TEXT:

Artists, good ones at least, embrace their fear. But for his demons,
Steven King would be just another skinny white boy. Children of the
Senoi people of the South Pacific are taught to chase the monsters that
haunt their dreams and force the demons to give them a gift. Upon waking
the child must make of clay or straw or pigment the thing the monster
gave. The objects of Senoi culture are the gifts of their fear.
Creation of art is a denial of the need to be afraid. Not all the 911’s
in the world can lessen the allure of Mona Lisa’s smile or Miles
Davis’ trumpet.
Art makes us feel comfortable and safe. Forget the department of Homeland
security. How about a Department of Home landscapes? Get the pentagon
to order a Bradley A1 fighting piano. Put Rumsfeld to work on a strategic
sculpture initiative.
Then watch our terror recede. Dangers will remain but as artist we will
transform them into works of beauty, into monuments to hope As we sing
the songs of our souls, and print the lithographs of our lives. wails
of fear mongers will seem but a distant cry.

PROBLEM TO SOLVE: Carry the essay on art and fear forward from its final sentence with one more paragraph in the same voice. The entries that come next have nothing to do with the essay on art and fear.

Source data
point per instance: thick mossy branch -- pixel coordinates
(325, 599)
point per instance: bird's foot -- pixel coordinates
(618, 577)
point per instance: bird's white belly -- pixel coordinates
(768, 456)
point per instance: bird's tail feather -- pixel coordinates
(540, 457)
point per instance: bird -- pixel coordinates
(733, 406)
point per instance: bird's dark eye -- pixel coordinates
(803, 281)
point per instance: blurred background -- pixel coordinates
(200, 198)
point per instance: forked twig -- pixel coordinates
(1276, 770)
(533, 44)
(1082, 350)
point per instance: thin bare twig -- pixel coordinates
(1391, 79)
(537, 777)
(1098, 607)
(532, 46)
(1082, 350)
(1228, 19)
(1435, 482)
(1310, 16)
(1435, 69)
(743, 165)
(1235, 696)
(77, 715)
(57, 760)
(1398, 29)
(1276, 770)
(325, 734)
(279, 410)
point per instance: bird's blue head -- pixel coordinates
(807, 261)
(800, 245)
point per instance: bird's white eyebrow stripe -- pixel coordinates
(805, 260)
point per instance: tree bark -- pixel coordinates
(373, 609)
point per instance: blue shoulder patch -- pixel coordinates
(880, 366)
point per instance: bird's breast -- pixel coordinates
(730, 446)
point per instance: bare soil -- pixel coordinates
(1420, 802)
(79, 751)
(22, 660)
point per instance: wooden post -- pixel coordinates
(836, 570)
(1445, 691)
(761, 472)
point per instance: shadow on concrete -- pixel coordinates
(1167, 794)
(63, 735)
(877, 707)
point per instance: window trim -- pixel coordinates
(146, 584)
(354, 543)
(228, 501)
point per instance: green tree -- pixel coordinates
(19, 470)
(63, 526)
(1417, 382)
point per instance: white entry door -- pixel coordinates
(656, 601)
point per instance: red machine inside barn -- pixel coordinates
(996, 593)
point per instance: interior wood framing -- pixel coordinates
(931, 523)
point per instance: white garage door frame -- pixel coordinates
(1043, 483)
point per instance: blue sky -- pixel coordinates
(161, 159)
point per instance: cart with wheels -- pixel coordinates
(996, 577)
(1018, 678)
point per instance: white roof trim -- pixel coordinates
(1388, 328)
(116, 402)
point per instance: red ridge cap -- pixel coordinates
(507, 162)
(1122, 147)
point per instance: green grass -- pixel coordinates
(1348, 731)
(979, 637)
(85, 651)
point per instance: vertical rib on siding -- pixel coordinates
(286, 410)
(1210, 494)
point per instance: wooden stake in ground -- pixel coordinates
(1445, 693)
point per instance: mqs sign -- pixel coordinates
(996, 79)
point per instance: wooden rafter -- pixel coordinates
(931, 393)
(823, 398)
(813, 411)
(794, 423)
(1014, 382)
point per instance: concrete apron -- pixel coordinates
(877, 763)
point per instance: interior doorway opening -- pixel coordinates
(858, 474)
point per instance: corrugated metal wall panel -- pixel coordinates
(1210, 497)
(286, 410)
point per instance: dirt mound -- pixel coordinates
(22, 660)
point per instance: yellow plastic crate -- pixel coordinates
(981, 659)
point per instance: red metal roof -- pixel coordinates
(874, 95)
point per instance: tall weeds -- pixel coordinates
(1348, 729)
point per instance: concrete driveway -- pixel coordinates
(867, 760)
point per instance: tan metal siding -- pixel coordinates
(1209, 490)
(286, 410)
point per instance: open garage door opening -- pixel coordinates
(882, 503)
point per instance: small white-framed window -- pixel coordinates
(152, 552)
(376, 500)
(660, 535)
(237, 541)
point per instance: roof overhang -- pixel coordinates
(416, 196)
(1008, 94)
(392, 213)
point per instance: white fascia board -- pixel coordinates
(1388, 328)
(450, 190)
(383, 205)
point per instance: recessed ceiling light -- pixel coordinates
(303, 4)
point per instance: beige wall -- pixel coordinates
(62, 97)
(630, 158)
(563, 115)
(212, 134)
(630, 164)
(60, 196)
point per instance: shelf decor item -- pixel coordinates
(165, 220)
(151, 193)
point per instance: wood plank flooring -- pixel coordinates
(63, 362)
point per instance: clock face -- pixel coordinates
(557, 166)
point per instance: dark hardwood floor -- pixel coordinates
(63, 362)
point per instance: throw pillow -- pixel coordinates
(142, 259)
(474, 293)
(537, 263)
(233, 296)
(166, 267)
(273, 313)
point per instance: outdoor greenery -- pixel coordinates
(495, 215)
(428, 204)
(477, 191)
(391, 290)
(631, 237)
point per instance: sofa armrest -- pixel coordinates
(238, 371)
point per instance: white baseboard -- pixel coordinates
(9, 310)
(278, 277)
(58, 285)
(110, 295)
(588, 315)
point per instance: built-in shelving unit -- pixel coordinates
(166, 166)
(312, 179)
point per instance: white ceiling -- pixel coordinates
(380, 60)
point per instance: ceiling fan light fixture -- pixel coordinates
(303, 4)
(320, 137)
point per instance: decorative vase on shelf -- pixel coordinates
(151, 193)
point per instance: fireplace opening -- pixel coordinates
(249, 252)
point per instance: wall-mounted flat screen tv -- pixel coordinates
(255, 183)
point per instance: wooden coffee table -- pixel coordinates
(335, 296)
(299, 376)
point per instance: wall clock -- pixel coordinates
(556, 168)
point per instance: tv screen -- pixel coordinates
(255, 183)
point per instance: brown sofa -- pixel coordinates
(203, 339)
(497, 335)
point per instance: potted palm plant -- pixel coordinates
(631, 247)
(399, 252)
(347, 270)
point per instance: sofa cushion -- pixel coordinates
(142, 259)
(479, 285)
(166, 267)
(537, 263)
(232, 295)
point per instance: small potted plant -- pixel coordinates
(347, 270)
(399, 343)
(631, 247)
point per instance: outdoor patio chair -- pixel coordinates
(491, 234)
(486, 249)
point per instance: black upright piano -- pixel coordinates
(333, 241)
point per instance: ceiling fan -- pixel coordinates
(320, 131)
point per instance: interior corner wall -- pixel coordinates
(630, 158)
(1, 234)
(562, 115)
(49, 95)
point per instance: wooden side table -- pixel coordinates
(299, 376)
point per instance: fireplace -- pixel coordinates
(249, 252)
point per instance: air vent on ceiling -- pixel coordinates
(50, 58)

SOLVED EXERCISE:
There is an old Chinese story about a painter and his assistant who
worked for a cruel emperor. One day, after a particularly brutal beating,
the painter could bear no more. He poured his whole heart onto his canvas
and painted the most magnificent seascape of his life. Upon the sea
he painted a beautiful sailboat. As he painted, his little studio filled
up with water. The picture was so lush and boat so strong that soon
the painter and his loyal assistant climbed into it and sailed beyond
the horizon, far, far away. I’ll bet they too had a flute.